Start of STUDY TEXT
Trypanosoma congolense–specific nested PCR.
All tsetse and pig samples that were considered PCR positive for T. congolense were further subjected to species-specific nested PCR to confirm the presence of T. congolense and to determine the specific subspecies of T. congolense responsible for the infection. Of the 48 samples that were positive for T. congolense based on generic ITS1 PCR, 46 of them had a band size of 760 bp (Figure 4), indicating the presence of forest type, and two samples did not show any band.
Molecular detection and identification of trypanosomes in cattle and pigs.
Twenty cattle and 65 pigs from the selected communities were screened for the presence of trypanosomes by nested PCR targeting ITS1. None of the cattle were found positive for trypanosome. We encountered only a few cattle in the field, and they were well kept and protected in an intensive management system, with proper care to prevent the spread of disease among them, whereas almost half the number of the pigs screened harbored trypanosome DNA (Table 3). Of the 65 pigs, 46.2% (95% CI = 34.6–58.1%) were positive for different Trypanosoma species. The predominant Trypanosoma species observed in pigs were T. congolense (forest type) and T. simiae. The trypanosome infection rate was greatest, at 100% each, at Nkatekwan, Santramor, and Zorh. There was a significant difference in trypanosome prevalence among communities (χ2 = 31.7, 95% CI = 34.6–58.1, P = 0.0002). The pigs were grouped into three age categories: <1 year, 1–2 years, and >2 years (Figure 5A). We encountered only two pigs that were older than 2 years, and they were both positive for a trypanosome parasite. Among pigs aged between 1 and 2 years, 29.2% (95% CI = 19.6–41.1%) were found to host trypanosomes. In addition, 12.3% of the young pigs (i.e., <1 year old; 95% CI = 6.4–22.5%) tested positive for the parasite out of a total of 33 examined. The study conducted on female and male pigs found no significant difference between the sexes in terms of the distribution of trypanosomes (Figure 5B).
End of STUDY TEXT
> TASK A:
Name every community where the trypanosome passage reports an infection rate of 100%.
> TASK B:
Retype the trypanosome passage from "All tsetse and" to "show any band.".
The listing is separate material with no connection to the trypanosome passage.
Start of EXTRACTED RECORDS
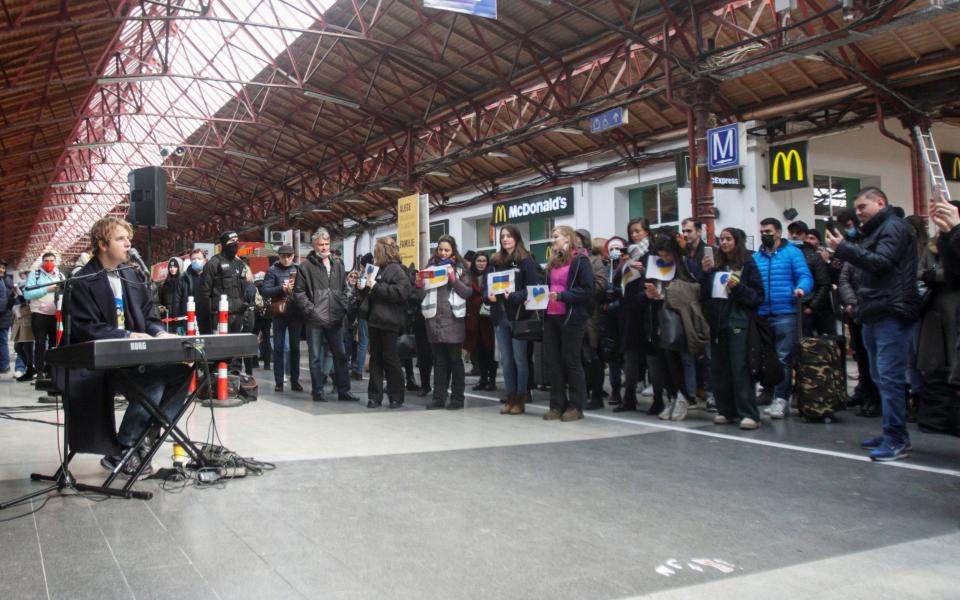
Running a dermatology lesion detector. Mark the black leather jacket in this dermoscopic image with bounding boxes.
[836,206,920,323]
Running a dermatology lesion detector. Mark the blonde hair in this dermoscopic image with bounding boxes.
[550,225,583,269]
[90,217,133,256]
[373,236,400,267]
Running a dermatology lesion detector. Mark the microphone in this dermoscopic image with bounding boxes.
[127,248,150,277]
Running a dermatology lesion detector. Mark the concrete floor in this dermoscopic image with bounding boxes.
[0,356,960,600]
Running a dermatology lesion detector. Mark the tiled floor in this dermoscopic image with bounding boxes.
[0,354,960,600]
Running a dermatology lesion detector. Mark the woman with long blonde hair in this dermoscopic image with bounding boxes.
[543,225,594,421]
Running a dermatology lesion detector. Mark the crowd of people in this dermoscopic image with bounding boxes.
[7,188,960,468]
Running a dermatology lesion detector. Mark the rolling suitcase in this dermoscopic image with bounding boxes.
[793,307,847,423]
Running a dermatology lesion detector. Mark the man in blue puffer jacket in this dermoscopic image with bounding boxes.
[753,218,813,419]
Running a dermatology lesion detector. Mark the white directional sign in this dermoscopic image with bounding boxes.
[707,123,744,171]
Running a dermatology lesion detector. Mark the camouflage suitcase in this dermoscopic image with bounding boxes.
[794,335,847,423]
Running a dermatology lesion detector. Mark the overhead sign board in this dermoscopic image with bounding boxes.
[768,142,810,192]
[590,106,630,133]
[707,123,744,171]
[940,152,960,181]
[493,187,573,225]
[423,0,497,19]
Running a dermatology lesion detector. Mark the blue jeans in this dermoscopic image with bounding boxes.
[308,325,350,396]
[353,319,370,375]
[273,317,303,385]
[494,318,530,396]
[863,317,914,443]
[767,314,800,400]
[111,365,191,448]
[0,328,10,371]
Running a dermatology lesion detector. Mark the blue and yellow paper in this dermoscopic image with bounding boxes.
[487,270,517,296]
[525,285,550,310]
[420,267,449,290]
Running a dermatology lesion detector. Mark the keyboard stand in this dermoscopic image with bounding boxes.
[0,361,209,510]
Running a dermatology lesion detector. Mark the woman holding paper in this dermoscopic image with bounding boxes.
[360,237,413,408]
[543,225,595,421]
[700,227,763,429]
[483,224,540,415]
[463,252,497,392]
[417,235,473,410]
[607,218,663,414]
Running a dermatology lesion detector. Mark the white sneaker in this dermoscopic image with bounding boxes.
[670,397,690,421]
[657,400,673,421]
[767,398,788,419]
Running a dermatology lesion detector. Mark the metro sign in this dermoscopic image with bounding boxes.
[707,123,743,171]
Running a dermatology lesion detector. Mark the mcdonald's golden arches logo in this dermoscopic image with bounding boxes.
[940,152,960,181]
[769,142,810,192]
[493,204,507,225]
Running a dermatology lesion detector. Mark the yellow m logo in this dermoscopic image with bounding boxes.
[493,204,507,225]
[770,150,804,185]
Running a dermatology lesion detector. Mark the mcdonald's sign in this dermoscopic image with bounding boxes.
[769,142,810,192]
[940,152,960,181]
[493,187,573,225]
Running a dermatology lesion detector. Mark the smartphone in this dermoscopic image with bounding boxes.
[827,217,837,235]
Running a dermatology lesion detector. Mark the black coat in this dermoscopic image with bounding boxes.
[54,258,164,454]
[0,275,14,329]
[360,263,413,333]
[836,206,920,323]
[700,256,764,338]
[544,254,596,325]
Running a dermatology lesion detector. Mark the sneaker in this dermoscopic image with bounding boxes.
[870,440,910,462]
[860,435,913,450]
[764,398,787,419]
[657,402,673,421]
[670,397,690,421]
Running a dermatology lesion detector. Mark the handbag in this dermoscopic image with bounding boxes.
[659,306,687,352]
[397,333,417,360]
[270,298,290,317]
[513,304,543,342]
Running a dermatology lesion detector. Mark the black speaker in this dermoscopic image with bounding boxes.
[127,167,167,229]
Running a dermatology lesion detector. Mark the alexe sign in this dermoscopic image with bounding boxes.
[493,187,573,225]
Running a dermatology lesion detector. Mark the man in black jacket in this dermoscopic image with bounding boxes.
[826,187,920,461]
[67,217,190,475]
[260,245,304,392]
[787,221,837,337]
[293,227,357,402]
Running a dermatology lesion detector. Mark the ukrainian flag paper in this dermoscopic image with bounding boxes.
[487,270,517,295]
[420,267,449,290]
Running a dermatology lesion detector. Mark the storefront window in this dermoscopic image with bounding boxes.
[813,175,860,234]
[629,181,680,231]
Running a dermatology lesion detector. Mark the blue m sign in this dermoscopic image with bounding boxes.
[707,123,740,171]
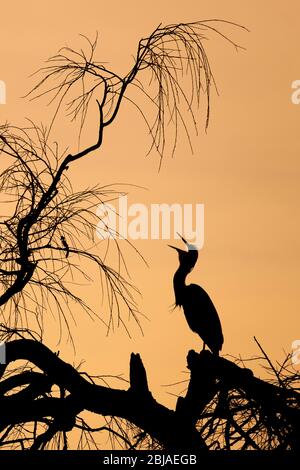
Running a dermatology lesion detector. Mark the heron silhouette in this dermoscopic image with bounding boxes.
[169,235,224,356]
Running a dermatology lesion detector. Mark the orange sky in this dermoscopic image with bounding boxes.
[0,0,300,412]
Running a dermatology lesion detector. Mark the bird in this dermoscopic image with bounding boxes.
[169,234,224,356]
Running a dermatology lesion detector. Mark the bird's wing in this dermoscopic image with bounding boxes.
[183,284,223,349]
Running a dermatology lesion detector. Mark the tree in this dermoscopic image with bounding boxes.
[0,20,300,450]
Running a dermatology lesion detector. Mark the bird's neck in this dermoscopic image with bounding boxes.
[173,266,189,307]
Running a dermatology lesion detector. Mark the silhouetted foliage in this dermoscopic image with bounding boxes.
[0,20,300,450]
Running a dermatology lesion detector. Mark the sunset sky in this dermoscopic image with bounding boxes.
[0,0,300,407]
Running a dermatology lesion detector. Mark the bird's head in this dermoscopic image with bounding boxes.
[169,235,198,271]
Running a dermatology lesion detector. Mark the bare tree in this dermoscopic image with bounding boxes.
[0,20,300,450]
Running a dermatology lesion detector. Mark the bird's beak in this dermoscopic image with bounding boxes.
[168,245,186,253]
[177,232,189,247]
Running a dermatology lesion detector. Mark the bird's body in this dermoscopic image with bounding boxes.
[172,239,224,355]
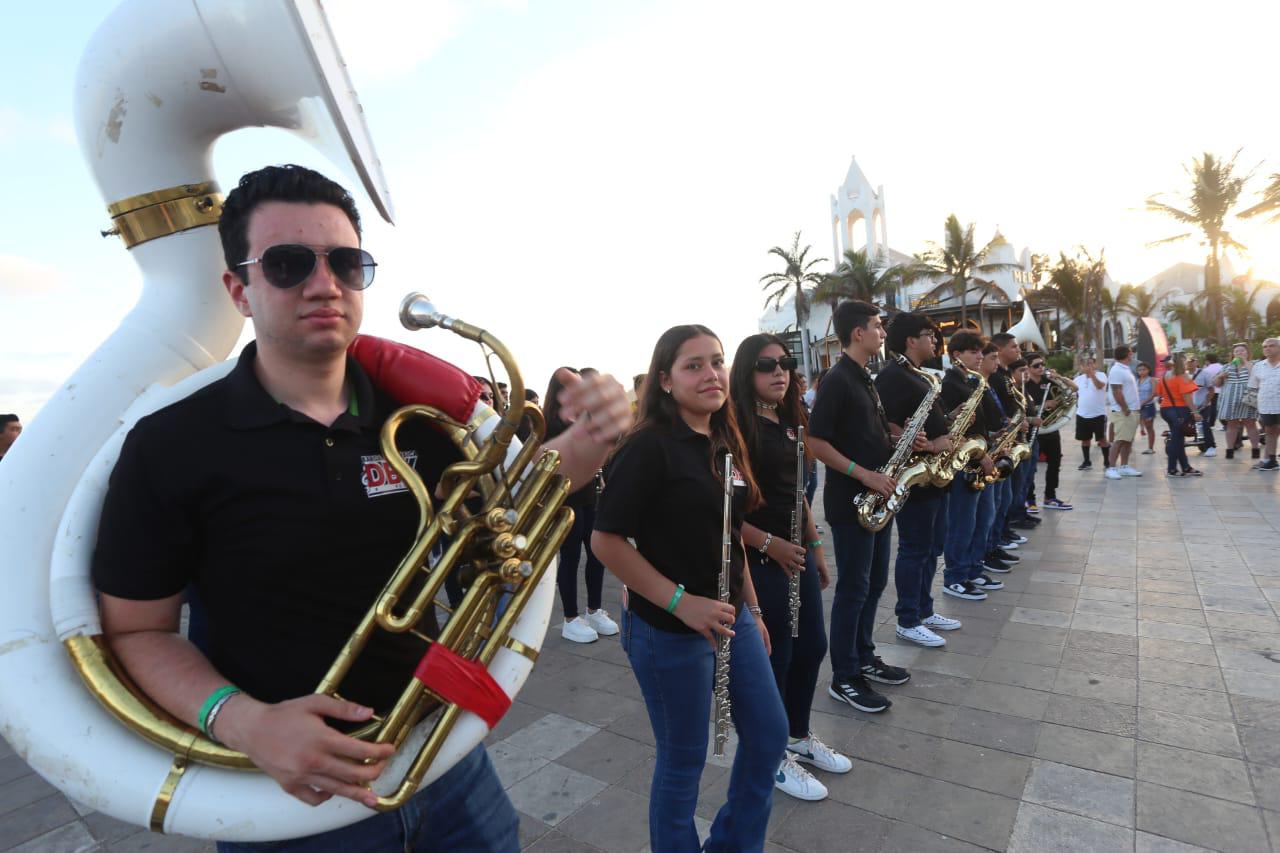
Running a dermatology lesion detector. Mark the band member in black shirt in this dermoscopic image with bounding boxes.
[591,325,787,850]
[942,332,1002,601]
[808,300,928,713]
[876,311,960,648]
[730,334,852,800]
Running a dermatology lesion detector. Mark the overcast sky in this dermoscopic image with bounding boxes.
[0,0,1280,420]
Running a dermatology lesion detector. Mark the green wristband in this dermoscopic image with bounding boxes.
[196,684,241,735]
[667,584,685,616]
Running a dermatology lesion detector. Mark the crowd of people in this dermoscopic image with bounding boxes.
[15,167,1280,850]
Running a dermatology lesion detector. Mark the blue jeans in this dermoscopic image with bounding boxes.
[831,521,892,681]
[982,475,1014,556]
[748,548,827,738]
[893,498,943,628]
[942,476,996,585]
[1160,406,1192,474]
[622,607,787,853]
[218,744,520,853]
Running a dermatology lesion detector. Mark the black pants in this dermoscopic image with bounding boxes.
[748,548,827,738]
[1201,396,1217,451]
[556,506,604,621]
[1027,430,1062,503]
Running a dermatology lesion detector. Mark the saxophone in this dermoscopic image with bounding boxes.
[787,427,805,637]
[931,361,987,488]
[854,356,942,532]
[712,453,733,756]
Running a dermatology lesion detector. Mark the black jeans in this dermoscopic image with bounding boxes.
[1201,394,1217,450]
[556,506,604,621]
[1160,406,1192,474]
[829,521,893,681]
[1027,433,1062,503]
[748,548,827,738]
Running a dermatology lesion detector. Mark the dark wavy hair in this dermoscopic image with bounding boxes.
[218,165,361,284]
[623,323,763,510]
[728,333,809,459]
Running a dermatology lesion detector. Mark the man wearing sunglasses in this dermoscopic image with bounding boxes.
[93,167,631,850]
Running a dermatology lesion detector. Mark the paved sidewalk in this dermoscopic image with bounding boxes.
[0,441,1280,853]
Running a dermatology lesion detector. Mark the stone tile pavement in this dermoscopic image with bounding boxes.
[0,441,1280,853]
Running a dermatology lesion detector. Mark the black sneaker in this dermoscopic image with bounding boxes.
[982,557,1012,575]
[942,580,987,601]
[863,656,911,684]
[827,675,893,713]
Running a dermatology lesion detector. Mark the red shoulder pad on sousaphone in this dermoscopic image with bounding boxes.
[347,334,480,424]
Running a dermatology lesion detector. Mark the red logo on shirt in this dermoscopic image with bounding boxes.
[360,451,417,497]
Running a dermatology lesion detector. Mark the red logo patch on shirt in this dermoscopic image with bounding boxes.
[360,451,417,497]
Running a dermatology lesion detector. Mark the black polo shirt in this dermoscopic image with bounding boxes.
End of EXTRACTED RECORDS
> EXPECTED OUTPUT A:
Nkatekwan, Santramor, Zorh

> EXPECTED OUTPUT B:
All tsetse and pig samples that were considered PCR positive for T. congolense were further subjected to species-specific nested PCR to confirm the presence of T. congolense and to determine the specific subspecies of T. congolense responsible for the infection. Of the 48 samples that were positive for T. congolense based on generic ITS1 PCR, 46 of them had a band size of 760 bp (Figure 4), indicating the presence of forest type, and two samples did not show any band.